SOURCE MATERIAL =>
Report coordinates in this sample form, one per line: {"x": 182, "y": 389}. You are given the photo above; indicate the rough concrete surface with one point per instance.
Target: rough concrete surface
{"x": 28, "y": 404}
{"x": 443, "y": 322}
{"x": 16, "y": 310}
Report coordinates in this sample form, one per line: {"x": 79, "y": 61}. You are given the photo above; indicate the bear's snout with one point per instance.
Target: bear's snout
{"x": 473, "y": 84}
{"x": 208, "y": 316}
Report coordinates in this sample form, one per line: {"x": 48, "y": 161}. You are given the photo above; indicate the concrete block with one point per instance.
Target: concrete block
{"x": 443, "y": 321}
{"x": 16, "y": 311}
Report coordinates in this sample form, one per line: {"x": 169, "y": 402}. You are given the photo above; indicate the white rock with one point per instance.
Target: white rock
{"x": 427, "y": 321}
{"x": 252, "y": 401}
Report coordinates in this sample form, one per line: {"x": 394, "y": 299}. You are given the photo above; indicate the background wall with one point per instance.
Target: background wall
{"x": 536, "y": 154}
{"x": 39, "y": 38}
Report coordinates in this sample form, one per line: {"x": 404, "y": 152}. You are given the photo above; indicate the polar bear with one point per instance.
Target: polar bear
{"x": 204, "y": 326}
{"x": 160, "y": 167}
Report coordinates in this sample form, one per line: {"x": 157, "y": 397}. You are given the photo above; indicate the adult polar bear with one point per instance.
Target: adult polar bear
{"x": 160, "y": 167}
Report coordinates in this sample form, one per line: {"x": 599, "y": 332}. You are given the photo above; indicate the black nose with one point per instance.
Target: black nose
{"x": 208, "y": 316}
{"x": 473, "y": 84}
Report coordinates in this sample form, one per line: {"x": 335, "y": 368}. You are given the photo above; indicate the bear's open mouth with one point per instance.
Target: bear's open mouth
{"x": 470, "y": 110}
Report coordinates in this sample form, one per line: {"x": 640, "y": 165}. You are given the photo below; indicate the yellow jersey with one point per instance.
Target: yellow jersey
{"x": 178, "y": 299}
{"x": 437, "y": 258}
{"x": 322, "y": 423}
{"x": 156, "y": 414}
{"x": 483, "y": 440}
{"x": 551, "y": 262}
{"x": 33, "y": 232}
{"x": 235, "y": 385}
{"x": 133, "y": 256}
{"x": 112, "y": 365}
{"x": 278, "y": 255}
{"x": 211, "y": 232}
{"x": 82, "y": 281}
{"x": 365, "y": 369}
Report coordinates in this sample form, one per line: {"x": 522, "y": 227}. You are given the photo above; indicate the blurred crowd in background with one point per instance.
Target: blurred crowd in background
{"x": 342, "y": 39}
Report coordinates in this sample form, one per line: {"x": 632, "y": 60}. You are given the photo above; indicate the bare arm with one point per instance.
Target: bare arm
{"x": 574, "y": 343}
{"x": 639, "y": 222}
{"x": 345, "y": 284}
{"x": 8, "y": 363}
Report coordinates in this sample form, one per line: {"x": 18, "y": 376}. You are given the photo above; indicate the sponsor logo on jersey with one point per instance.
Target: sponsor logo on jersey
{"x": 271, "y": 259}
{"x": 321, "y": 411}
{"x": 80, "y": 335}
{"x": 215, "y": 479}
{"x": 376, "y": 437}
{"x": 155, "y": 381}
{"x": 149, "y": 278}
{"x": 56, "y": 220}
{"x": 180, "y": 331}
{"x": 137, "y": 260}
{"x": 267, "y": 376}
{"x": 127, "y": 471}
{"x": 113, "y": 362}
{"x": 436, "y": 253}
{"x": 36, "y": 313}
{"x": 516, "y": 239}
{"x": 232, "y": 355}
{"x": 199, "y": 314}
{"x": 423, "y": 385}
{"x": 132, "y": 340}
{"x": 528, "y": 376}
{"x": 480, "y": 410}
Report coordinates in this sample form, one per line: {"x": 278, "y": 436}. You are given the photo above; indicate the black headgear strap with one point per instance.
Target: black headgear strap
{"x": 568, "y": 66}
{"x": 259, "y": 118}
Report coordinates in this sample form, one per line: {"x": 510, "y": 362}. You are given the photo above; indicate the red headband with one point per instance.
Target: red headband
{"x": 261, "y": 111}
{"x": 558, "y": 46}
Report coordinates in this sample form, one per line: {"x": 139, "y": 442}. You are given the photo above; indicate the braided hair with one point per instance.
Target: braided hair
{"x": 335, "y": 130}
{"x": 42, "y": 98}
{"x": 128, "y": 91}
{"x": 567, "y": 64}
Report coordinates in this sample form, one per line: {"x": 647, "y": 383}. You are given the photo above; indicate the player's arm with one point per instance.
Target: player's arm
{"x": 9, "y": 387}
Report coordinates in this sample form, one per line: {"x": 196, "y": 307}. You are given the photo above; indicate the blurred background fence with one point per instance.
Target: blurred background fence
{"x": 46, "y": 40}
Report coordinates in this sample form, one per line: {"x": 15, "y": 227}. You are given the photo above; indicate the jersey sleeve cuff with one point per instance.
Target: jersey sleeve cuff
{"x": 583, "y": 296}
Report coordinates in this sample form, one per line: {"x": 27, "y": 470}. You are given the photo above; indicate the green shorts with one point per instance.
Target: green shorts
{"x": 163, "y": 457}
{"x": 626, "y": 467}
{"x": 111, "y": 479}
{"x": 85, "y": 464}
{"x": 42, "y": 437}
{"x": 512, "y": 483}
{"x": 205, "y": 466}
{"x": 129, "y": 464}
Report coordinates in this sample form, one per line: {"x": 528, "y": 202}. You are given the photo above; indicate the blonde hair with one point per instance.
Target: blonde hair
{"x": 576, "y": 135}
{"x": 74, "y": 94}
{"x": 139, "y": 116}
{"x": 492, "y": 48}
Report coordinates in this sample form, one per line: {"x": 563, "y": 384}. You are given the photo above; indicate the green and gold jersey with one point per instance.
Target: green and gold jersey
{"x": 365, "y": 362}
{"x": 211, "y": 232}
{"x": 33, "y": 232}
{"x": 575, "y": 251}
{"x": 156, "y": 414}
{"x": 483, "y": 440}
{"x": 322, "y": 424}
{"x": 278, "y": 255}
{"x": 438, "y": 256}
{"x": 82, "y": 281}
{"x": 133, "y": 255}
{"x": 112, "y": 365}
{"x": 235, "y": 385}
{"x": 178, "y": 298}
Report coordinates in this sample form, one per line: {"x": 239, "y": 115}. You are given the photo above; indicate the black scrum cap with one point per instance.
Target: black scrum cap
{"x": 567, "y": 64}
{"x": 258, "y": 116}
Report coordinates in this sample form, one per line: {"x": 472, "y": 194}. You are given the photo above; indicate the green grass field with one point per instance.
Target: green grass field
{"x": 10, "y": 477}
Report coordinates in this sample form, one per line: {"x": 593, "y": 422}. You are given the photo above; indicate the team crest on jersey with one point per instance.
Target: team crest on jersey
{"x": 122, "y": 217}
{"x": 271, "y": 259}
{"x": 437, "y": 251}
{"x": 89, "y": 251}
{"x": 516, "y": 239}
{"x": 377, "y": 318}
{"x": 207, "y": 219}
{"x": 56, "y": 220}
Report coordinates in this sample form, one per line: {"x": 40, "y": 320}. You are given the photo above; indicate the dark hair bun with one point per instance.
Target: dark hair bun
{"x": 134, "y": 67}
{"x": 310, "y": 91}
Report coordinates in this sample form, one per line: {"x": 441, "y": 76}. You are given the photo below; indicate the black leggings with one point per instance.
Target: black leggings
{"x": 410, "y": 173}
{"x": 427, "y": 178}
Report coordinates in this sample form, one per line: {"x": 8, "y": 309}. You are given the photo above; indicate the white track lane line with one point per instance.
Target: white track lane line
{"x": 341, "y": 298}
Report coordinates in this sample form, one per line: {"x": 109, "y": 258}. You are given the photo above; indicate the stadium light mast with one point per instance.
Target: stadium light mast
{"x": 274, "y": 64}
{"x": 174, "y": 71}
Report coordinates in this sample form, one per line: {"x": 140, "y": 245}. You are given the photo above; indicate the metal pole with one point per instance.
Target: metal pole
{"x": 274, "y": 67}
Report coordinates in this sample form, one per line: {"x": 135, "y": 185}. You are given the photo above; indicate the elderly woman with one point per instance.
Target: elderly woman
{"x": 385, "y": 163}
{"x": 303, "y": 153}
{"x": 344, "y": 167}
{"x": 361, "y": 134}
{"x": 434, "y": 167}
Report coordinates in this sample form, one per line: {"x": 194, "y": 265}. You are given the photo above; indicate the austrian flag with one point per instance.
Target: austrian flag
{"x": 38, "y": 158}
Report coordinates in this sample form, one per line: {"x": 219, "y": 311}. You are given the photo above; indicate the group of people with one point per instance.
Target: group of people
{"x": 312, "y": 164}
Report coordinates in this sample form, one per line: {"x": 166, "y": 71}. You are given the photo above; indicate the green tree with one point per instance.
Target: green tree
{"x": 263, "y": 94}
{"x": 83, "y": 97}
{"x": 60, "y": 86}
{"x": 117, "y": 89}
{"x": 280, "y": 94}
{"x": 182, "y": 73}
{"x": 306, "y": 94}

TASK BRIEF =>
Print exactly the lines above, starting at the line that contains "people with one point per instance." and ending with the last line of the records, both included.

TASK ANSWER =>
Report coordinates in this sample form, one per line: {"x": 219, "y": 311}. You are given the photo above; indicate the group of people with one point per instance.
Target: group of people
{"x": 312, "y": 164}
Report coordinates in this sample form, one per line: {"x": 166, "y": 71}. You are given the photo above; indicate the green tree with one point per instance.
Target: green tree
{"x": 263, "y": 94}
{"x": 83, "y": 97}
{"x": 60, "y": 86}
{"x": 117, "y": 89}
{"x": 280, "y": 94}
{"x": 182, "y": 73}
{"x": 306, "y": 94}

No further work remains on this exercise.